> [Listed records]
■ ■ ■ ■ ■
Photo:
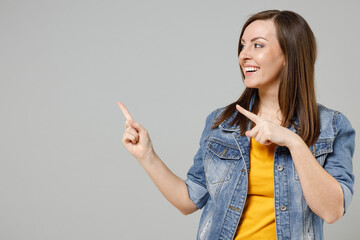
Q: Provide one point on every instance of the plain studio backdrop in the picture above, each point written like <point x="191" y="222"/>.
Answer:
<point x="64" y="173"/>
■ ■ ■ ■ ■
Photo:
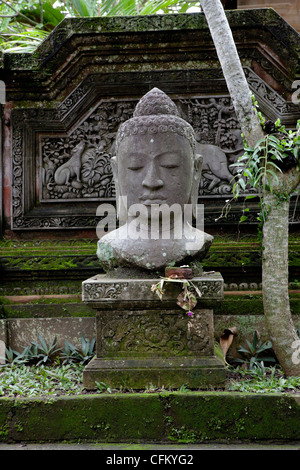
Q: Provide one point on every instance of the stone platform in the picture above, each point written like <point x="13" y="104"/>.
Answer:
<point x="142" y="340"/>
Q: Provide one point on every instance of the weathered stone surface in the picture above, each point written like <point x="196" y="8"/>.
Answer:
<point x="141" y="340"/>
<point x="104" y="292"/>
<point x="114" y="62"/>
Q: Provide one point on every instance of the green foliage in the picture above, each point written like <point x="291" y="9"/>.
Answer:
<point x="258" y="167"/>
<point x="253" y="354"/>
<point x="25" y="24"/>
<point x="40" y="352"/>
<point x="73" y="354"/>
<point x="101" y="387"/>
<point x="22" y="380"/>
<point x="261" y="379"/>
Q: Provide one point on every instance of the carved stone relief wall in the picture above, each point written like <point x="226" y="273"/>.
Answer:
■ ■ ■ ■ ■
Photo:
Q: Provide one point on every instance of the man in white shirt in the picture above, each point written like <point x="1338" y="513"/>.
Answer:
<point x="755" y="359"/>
■ ■ ■ ■ ■
Count the lines in the rows above that contain the word "stone", and give only that number.

> [Full solution] 3